Your task ▸ Print the listing that follows, character for character.

Raw data ▸
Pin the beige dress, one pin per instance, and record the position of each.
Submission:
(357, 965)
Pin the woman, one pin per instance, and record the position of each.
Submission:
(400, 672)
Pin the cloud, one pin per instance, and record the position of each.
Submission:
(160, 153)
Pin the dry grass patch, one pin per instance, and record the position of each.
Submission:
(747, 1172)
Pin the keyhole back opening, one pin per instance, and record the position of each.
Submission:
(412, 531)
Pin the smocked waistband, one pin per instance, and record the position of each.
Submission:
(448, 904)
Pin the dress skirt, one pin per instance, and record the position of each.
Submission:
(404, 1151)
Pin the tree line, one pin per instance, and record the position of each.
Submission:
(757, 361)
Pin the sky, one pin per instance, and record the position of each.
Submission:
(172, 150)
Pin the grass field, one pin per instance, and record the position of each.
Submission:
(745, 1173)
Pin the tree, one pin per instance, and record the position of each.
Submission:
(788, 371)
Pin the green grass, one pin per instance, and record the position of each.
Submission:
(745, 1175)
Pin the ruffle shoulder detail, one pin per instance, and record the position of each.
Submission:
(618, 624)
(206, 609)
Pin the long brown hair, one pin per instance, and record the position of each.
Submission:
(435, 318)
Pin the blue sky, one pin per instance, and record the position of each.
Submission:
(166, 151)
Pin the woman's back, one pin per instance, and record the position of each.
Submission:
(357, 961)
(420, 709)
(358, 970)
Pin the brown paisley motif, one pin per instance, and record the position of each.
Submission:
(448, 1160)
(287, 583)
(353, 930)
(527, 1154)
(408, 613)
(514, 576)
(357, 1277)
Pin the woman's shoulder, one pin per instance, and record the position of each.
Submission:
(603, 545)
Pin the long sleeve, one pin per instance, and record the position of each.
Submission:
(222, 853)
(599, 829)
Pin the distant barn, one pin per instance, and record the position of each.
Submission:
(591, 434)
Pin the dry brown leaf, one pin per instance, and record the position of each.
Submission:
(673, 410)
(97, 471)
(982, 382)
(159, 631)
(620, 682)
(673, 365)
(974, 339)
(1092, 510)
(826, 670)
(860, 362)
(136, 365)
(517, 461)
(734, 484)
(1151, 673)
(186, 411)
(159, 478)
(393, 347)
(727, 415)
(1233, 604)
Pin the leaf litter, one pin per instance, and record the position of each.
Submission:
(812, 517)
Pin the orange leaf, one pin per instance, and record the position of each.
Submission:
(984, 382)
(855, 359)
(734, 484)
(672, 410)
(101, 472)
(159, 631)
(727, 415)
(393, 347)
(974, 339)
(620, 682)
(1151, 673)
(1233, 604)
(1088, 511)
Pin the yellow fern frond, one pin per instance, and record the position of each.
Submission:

Output of the exercise ▸
Pin the beige dress, one pin per instance, and record the position of each.
Submission:
(357, 965)
Pin the woman, one pin per instance, and record the position of each.
Submission:
(400, 672)
Pin the cloud, one pin per instance, and record the position of each.
Submission:
(160, 153)
Pin the dry grass patch, one pin per instance, and record the position of each.
Submission:
(747, 1172)
Pin the keyhole back opening, one pin per instance, and record the position of each.
Submission:
(412, 531)
Pin the smocked waistband, one pin per instance, and record the position of each.
Submission:
(448, 904)
Pin the dress skirt, one pin per instance, and record the position of each.
Submission:
(404, 1151)
Pin the tree line, one pin per instance, and record the position of each.
Submission:
(757, 361)
Pin the sky, one pin per instance, and record the position of each.
Submission:
(172, 150)
Pin the grass field, one pin per instance, and record the position of each.
Submission:
(745, 1173)
Pin the tree, one pin per instance, and record the position of each.
Submission:
(788, 371)
Pin the green grass, one pin per instance, and record the position of each.
Submission:
(745, 1175)
Pin the ruffle shoulder detail, one pin per instance, and record the position of each.
Submission:
(618, 624)
(206, 609)
Pin the long brown hair, one pin per instance, and record the position of each.
Submission:
(435, 318)
Pin the blue sky, one pin per instance, and record the position of each.
Submission:
(166, 151)
Pin the woman's back, one pin per instance, and record the position of each.
Submission:
(357, 961)
(420, 709)
(358, 970)
Pin the brown paisley motif, one pin per instance, and record the position of each.
Submission:
(448, 1160)
(287, 583)
(353, 930)
(527, 1154)
(408, 613)
(514, 576)
(357, 1277)
Pin the woman's shoulder, one pin per instance, and record the position of each.
Submission:
(603, 545)
Pin the long sleeve, one pin per instance, and record the position of each.
Submission:
(222, 853)
(599, 829)
Pin the distant barn, one pin per instance, and record the position of each.
Submission:
(591, 434)
Pin the dry brown leaf, one pin per instance, and record the position of each.
Submission:
(673, 410)
(97, 471)
(982, 382)
(159, 631)
(620, 682)
(673, 365)
(974, 339)
(1092, 510)
(826, 670)
(860, 362)
(136, 365)
(517, 461)
(734, 484)
(1151, 673)
(186, 411)
(159, 478)
(393, 347)
(727, 415)
(1233, 604)
Pin the leaf litter, one pin per instance, and record the position of each.
Submission:
(812, 517)
Pin the orange leaf, one pin per instance, and record the position of each.
Submission:
(984, 382)
(855, 359)
(734, 484)
(672, 410)
(101, 472)
(159, 631)
(727, 415)
(393, 347)
(974, 339)
(620, 682)
(1151, 673)
(1233, 604)
(1088, 511)
Pin the yellow fern frond, one pin per instance, and record the position of each.
Submission:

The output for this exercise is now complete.